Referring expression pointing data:
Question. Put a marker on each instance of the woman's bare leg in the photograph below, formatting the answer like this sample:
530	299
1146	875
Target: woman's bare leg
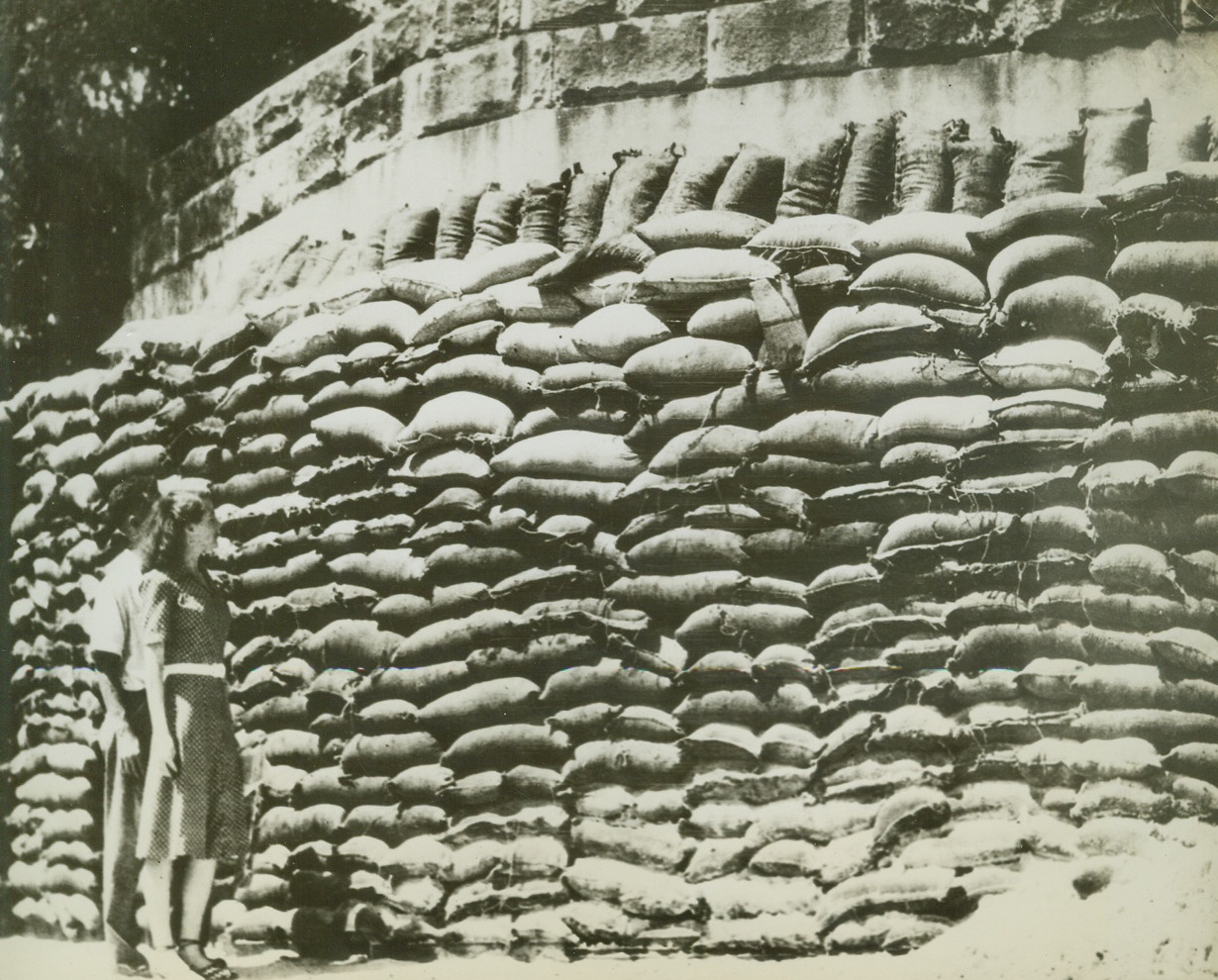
156	882
196	891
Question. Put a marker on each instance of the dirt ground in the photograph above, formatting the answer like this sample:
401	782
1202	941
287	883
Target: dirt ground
1156	918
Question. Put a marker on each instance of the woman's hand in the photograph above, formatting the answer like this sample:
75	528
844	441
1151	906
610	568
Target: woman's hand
163	755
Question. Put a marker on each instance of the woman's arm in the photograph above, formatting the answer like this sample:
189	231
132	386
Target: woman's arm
157	594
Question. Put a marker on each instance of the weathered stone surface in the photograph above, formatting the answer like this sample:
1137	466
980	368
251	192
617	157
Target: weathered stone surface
469	22
535	14
318	157
778	39
510	16
904	31
406	38
154	248
1069	26
370	127
312	93
463	88
620	59
1198	15
538	73
206	219
200	162
651	7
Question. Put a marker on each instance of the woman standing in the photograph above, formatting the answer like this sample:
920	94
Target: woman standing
192	798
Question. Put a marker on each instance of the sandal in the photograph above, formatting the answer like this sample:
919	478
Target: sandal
164	963
202	964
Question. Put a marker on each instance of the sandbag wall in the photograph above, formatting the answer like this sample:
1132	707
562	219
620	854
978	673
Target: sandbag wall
741	554
80	434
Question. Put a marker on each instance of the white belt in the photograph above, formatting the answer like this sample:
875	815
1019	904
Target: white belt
196	670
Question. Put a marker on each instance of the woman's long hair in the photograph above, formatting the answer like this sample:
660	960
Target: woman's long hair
173	514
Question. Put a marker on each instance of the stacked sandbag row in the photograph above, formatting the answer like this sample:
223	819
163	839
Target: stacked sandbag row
684	565
52	776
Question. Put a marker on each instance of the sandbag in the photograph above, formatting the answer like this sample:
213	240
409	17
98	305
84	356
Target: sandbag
455	231
753	183
813	173
657	846
687	365
915	278
736	321
582	210
958	420
1041	364
506	745
570	455
1164	730
635	189
824	434
979	167
458	414
882	384
1041	257
753	626
1115	144
1158	438
506	698
388	755
614	334
1047	163
411	235
688	273
1186	270
704	448
1068	306
1134	567
605	682
630	763
699	229
1186	652
867	181
1139	686
693	184
354	431
636	890
932	234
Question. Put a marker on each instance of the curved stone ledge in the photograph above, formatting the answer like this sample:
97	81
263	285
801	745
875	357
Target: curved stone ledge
488	113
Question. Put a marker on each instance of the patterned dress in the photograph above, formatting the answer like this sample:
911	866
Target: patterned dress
202	812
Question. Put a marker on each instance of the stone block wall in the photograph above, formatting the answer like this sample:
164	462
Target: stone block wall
425	68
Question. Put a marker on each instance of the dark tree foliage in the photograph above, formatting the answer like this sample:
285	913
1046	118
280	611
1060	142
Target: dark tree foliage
90	91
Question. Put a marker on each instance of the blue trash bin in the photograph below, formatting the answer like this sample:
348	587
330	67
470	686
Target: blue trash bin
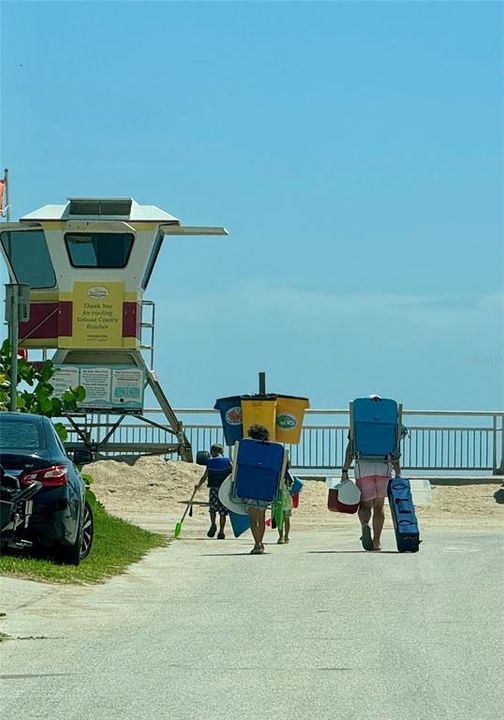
231	418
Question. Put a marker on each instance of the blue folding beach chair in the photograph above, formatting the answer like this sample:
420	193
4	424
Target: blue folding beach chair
258	468
375	428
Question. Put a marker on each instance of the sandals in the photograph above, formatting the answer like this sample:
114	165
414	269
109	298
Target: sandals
366	539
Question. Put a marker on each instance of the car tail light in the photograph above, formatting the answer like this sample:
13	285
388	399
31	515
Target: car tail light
54	476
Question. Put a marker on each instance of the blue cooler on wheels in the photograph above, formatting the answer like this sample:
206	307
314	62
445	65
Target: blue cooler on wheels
403	515
231	418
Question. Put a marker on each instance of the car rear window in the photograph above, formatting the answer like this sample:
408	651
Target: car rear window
21	435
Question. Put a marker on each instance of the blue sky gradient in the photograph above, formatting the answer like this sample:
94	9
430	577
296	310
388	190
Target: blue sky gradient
353	150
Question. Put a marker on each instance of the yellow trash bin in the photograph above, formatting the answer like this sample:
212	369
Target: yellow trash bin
259	410
289	418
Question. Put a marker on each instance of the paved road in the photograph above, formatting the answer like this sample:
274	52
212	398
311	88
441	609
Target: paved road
315	629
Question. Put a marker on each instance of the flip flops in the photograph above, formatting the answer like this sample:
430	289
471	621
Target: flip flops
366	539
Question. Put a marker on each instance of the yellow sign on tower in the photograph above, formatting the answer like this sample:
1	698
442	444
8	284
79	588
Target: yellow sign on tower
97	314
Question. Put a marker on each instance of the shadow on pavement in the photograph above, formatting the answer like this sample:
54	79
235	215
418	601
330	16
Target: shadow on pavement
499	496
365	552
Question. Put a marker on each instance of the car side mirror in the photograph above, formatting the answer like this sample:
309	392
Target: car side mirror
82	456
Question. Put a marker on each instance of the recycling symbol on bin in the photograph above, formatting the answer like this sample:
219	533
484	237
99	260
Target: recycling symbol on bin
233	416
286	421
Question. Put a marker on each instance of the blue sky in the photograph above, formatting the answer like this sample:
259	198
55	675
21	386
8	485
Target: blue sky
353	151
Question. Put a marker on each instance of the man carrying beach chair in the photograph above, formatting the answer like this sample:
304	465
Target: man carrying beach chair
375	434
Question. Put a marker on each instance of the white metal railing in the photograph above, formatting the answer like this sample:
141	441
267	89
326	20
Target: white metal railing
438	440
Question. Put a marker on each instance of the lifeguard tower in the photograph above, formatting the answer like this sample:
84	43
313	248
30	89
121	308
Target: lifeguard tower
88	263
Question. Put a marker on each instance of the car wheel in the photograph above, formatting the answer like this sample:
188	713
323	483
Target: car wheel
73	554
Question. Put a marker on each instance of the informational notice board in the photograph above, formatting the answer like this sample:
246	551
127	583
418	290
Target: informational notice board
112	389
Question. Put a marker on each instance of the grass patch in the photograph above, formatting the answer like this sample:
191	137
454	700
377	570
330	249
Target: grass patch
117	544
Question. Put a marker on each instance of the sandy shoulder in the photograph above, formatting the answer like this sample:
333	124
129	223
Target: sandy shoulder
153	485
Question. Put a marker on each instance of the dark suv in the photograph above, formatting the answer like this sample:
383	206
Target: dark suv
31	450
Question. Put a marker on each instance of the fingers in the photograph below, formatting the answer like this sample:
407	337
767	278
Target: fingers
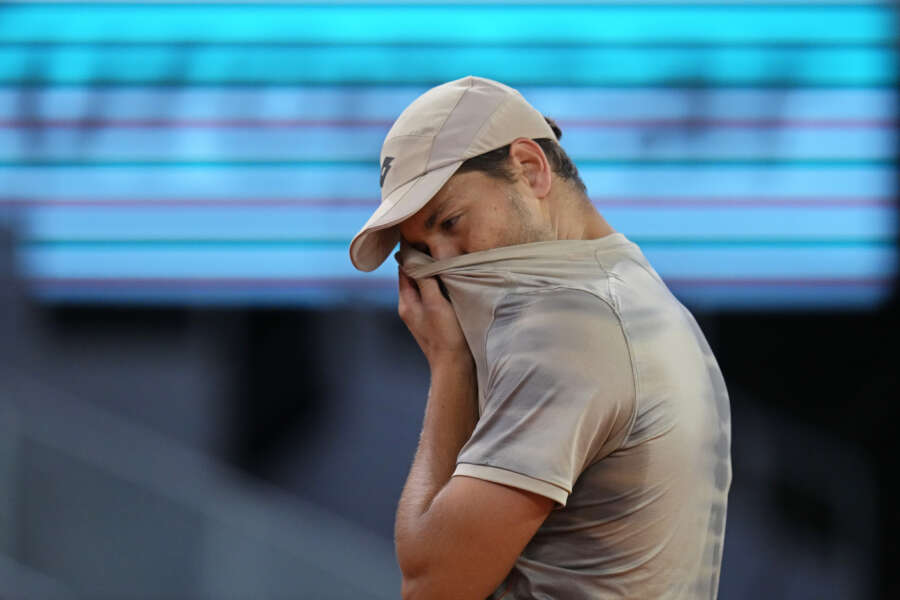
407	293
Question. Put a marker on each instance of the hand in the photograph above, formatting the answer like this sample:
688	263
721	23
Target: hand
431	320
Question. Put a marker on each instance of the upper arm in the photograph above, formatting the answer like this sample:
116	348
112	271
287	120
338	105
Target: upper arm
482	527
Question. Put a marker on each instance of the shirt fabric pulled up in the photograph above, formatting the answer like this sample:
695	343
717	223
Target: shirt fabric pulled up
596	389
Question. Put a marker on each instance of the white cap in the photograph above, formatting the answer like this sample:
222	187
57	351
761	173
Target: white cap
441	129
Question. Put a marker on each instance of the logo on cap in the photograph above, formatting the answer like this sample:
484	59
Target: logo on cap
385	167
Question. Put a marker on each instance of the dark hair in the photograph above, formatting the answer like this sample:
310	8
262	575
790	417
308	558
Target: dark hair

-- Task item --
Look through the entries above; copy each line where the string "below" appears.

-- Solution to this task --
Question. Put a marker on each instance of the woman's bare leg in the photograph below, formatting the answer like this sample:
Question. Put a marker on each instance of the blue trash bin in the photograph below, formatting the answer like this sample:
Question. Put a marker on each instance of the fingers in the photograph below, formatting the answer like this sample:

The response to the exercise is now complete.